Pointing dataset records:

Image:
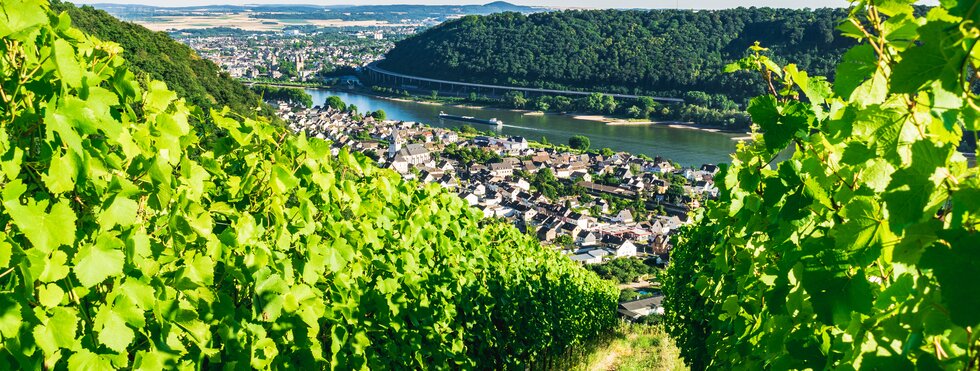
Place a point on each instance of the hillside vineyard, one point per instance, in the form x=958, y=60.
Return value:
x=861, y=250
x=128, y=242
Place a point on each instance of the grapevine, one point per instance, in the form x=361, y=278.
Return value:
x=860, y=250
x=126, y=241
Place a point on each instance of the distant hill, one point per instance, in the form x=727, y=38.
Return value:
x=420, y=14
x=198, y=80
x=656, y=52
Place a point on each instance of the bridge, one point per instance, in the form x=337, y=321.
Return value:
x=380, y=74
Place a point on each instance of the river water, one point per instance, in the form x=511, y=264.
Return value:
x=685, y=146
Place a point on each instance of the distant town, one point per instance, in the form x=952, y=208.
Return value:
x=593, y=205
x=293, y=55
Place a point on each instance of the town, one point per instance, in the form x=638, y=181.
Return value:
x=293, y=55
x=594, y=206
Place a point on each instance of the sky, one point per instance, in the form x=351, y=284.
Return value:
x=685, y=4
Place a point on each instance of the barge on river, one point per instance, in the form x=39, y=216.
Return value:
x=472, y=119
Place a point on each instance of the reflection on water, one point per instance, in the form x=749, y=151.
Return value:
x=686, y=146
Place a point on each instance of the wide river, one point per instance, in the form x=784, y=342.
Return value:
x=686, y=146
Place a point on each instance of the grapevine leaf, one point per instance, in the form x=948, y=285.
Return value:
x=45, y=230
x=936, y=57
x=121, y=212
x=910, y=196
x=779, y=125
x=58, y=331
x=6, y=251
x=50, y=295
x=95, y=263
x=64, y=58
x=856, y=67
x=84, y=360
x=20, y=15
x=158, y=97
x=10, y=317
x=115, y=334
x=61, y=174
x=863, y=226
x=955, y=265
x=338, y=255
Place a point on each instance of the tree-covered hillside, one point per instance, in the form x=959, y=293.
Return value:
x=196, y=79
x=128, y=242
x=657, y=52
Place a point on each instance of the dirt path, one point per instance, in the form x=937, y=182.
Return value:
x=607, y=363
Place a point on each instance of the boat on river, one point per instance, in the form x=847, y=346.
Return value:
x=472, y=119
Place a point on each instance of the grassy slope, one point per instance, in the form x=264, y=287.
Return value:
x=630, y=347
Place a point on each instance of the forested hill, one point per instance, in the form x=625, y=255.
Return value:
x=197, y=79
x=646, y=52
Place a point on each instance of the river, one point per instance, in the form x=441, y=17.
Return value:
x=686, y=146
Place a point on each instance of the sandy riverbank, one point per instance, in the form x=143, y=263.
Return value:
x=608, y=120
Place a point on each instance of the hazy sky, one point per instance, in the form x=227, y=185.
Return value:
x=686, y=4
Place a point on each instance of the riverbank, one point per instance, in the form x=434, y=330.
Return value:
x=608, y=120
x=688, y=147
x=288, y=85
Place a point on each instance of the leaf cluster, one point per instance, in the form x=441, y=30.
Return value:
x=126, y=241
x=860, y=249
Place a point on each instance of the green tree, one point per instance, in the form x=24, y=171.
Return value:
x=515, y=99
x=336, y=103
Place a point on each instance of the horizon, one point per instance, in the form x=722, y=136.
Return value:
x=559, y=4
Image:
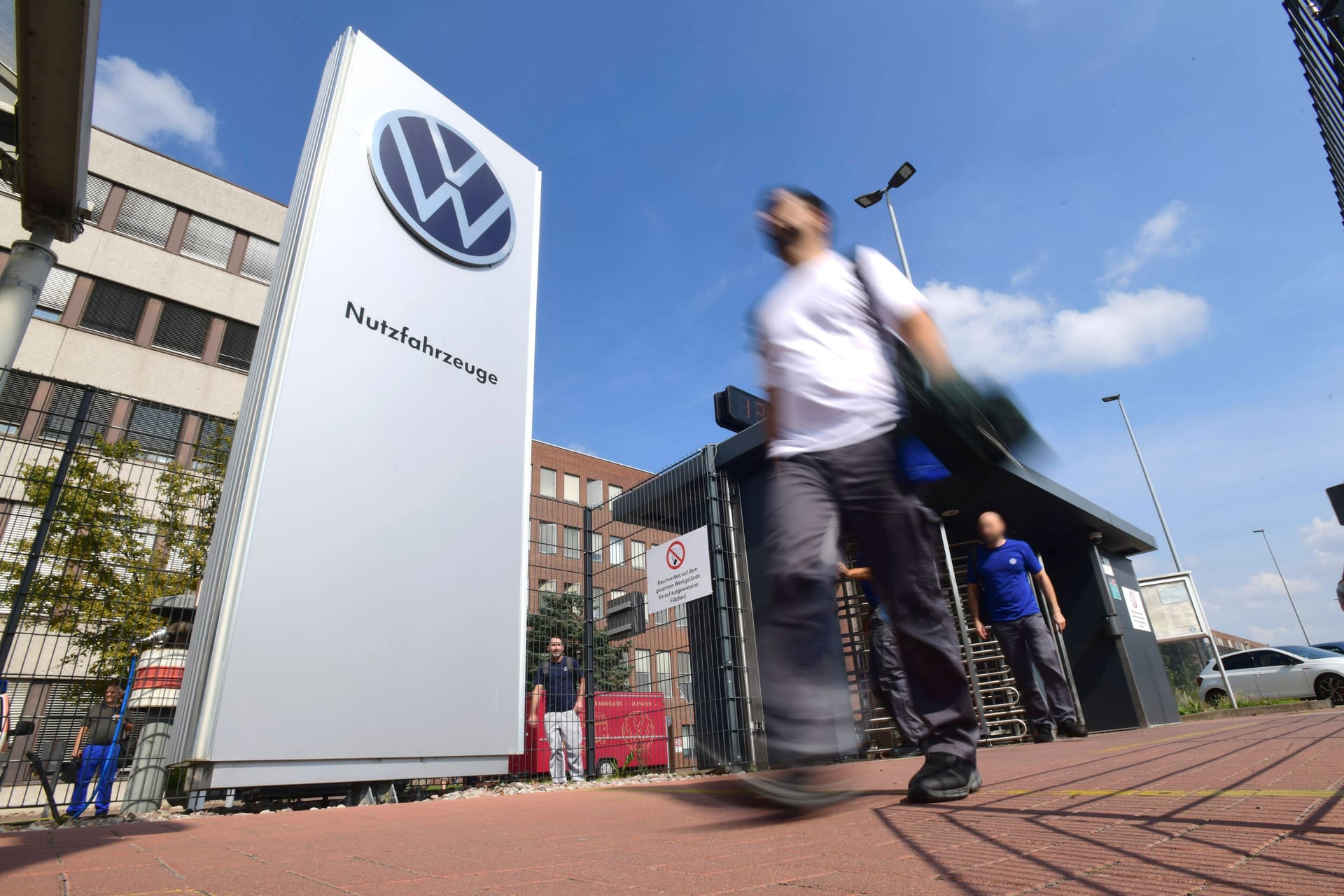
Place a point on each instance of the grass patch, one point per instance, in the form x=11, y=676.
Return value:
x=1189, y=701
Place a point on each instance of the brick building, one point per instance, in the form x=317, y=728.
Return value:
x=654, y=647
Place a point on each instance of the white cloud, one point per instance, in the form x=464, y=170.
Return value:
x=1158, y=237
x=1326, y=539
x=151, y=108
x=1014, y=336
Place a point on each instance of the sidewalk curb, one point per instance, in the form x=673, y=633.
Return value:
x=1301, y=706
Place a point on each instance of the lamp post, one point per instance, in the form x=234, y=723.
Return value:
x=1171, y=546
x=1161, y=519
x=1291, y=602
x=867, y=200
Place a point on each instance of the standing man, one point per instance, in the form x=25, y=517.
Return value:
x=561, y=682
x=1000, y=590
x=835, y=403
x=96, y=751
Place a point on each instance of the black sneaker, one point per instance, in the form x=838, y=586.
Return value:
x=944, y=778
x=1073, y=729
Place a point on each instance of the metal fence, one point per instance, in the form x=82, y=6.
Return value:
x=106, y=507
x=663, y=690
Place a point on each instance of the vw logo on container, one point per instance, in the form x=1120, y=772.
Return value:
x=441, y=188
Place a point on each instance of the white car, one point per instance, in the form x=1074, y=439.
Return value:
x=1276, y=672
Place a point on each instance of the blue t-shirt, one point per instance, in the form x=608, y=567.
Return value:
x=1006, y=593
x=561, y=681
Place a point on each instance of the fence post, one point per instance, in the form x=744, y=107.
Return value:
x=723, y=609
x=39, y=540
x=589, y=652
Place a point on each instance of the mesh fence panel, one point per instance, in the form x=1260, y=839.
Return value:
x=102, y=523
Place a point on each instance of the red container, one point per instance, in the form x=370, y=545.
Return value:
x=632, y=732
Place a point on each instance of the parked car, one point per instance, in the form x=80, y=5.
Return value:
x=1276, y=672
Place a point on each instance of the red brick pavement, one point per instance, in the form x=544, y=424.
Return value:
x=1231, y=806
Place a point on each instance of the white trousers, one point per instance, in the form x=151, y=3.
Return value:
x=565, y=734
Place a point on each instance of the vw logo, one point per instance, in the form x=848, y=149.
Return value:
x=441, y=188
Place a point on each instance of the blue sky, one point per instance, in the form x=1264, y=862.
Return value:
x=1109, y=198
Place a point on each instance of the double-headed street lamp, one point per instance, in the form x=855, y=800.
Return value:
x=867, y=200
x=1291, y=602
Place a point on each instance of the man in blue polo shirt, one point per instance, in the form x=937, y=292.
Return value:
x=559, y=681
x=1000, y=593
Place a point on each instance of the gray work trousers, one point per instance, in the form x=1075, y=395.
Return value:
x=892, y=682
x=1030, y=649
x=800, y=634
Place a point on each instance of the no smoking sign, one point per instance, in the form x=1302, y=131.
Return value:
x=679, y=570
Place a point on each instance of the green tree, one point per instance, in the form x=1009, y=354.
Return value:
x=111, y=554
x=562, y=615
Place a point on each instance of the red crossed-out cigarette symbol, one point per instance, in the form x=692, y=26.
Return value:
x=676, y=555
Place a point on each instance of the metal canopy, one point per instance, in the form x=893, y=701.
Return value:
x=1038, y=508
x=57, y=57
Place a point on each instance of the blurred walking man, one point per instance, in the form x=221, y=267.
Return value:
x=1002, y=593
x=561, y=682
x=834, y=409
x=889, y=672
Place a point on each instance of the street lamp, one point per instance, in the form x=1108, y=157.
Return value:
x=1171, y=546
x=867, y=200
x=1291, y=602
x=1161, y=519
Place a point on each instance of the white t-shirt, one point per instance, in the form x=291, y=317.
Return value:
x=828, y=370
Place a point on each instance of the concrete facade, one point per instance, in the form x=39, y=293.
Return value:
x=67, y=349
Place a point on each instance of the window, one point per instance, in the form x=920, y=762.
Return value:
x=214, y=441
x=182, y=330
x=146, y=218
x=115, y=309
x=55, y=293
x=237, y=347
x=156, y=429
x=65, y=406
x=667, y=685
x=15, y=399
x=683, y=673
x=260, y=260
x=643, y=672
x=96, y=194
x=209, y=241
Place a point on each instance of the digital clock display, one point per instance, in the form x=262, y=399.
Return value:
x=737, y=410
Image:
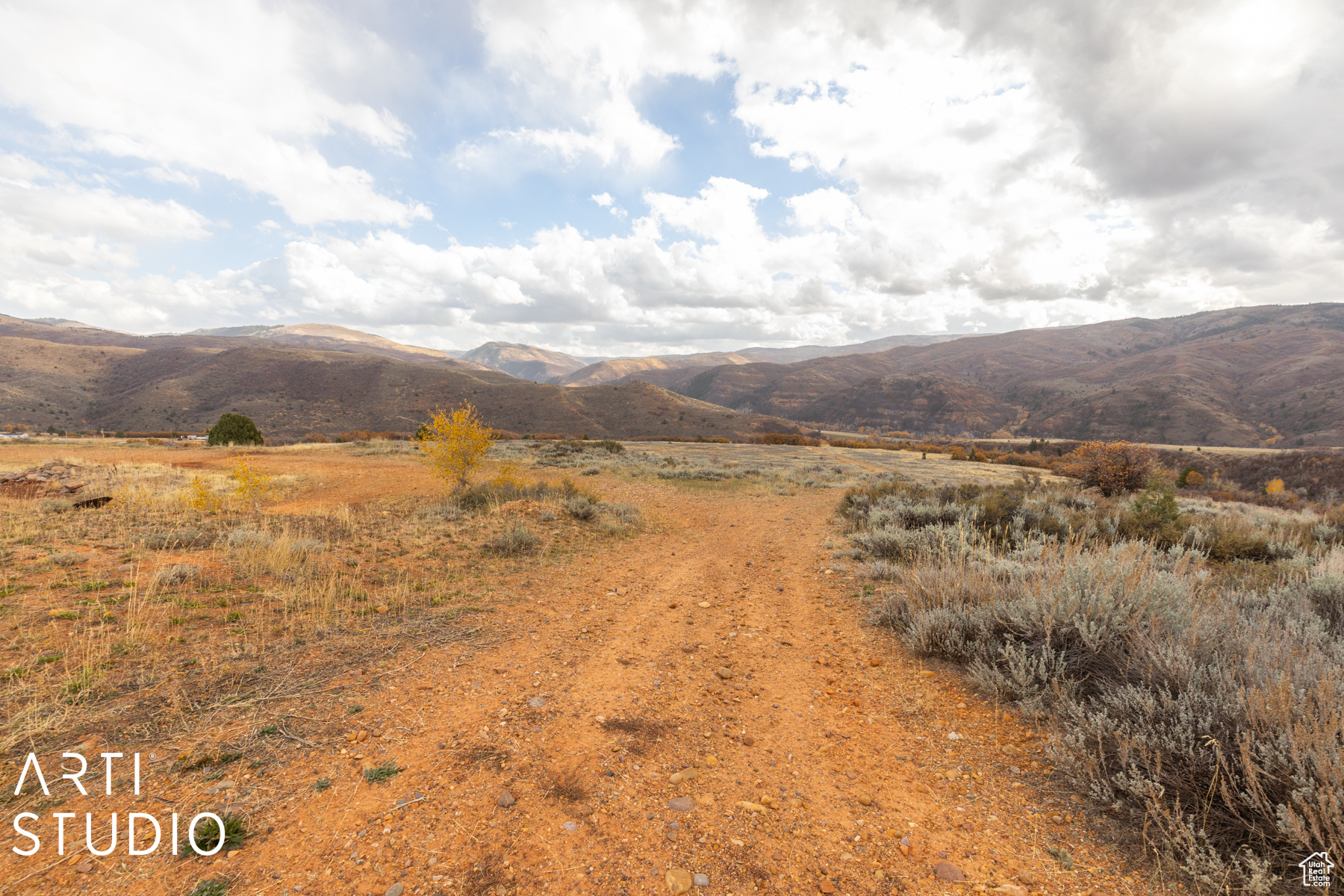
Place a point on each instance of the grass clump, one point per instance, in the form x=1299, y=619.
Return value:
x=208, y=835
x=514, y=541
x=378, y=774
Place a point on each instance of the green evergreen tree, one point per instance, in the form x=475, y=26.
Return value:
x=237, y=429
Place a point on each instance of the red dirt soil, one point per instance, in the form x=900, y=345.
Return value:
x=816, y=755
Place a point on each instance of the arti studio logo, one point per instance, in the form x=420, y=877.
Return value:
x=1316, y=869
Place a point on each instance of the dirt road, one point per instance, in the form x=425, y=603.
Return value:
x=703, y=697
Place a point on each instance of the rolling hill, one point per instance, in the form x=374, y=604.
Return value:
x=524, y=361
x=1238, y=376
x=85, y=378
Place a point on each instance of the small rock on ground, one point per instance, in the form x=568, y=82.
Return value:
x=947, y=871
x=679, y=880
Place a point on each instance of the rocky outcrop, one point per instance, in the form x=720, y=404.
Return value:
x=52, y=477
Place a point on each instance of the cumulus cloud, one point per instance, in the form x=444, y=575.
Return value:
x=230, y=87
x=983, y=164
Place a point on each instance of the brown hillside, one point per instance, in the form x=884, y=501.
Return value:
x=641, y=368
x=1239, y=376
x=329, y=337
x=174, y=383
x=914, y=405
x=524, y=361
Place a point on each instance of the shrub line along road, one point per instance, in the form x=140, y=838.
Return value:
x=816, y=747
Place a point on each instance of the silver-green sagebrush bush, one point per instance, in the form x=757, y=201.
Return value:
x=1189, y=659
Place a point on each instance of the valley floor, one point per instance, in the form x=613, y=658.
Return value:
x=718, y=638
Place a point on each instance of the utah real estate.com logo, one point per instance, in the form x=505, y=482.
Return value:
x=1316, y=869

What is required: Please write out the rows from the line with "form x=24, y=171." to the line with "x=663, y=690", including both of those lines, and leave out the pictures.

Task response:
Place a point on each instance of the green tree, one point per instance, in the form x=24, y=171.
Return value:
x=515, y=99
x=336, y=103
Place a point on each instance of the horizon, one point per instance, in the form x=722, y=136.
Return value:
x=559, y=4
Image:
Place a point on each instance of the grass patch, one point per instance, in the form x=11, y=676.
Return value:
x=1189, y=701
Place a point on each instance of the brick building, one point per instance, in the form x=317, y=728.
Return value:
x=654, y=647
Place a point on each instance of the white cloud, one point per instance, in the form x=464, y=170.
Return value:
x=1158, y=237
x=1326, y=539
x=151, y=108
x=1014, y=336
Place a point on each instance of the sidewalk curb, one point per instance, in the form x=673, y=633.
Return value:
x=1301, y=706
Place a point on each instance of the lamp post, one point per instance, in the form x=234, y=723.
Return value:
x=1171, y=546
x=1161, y=519
x=1291, y=602
x=867, y=200
Place a point on each instance of the standing man, one point per instance, in the form x=25, y=517.
Return value:
x=561, y=682
x=1000, y=590
x=835, y=403
x=96, y=751
Place a point on each instance of the black sneaker, one point per instance, in the form x=838, y=586.
Return value:
x=944, y=778
x=1073, y=729
Place a point on each instance of the metal fence, one point per instance, in the form x=82, y=6.
Return value:
x=106, y=507
x=663, y=690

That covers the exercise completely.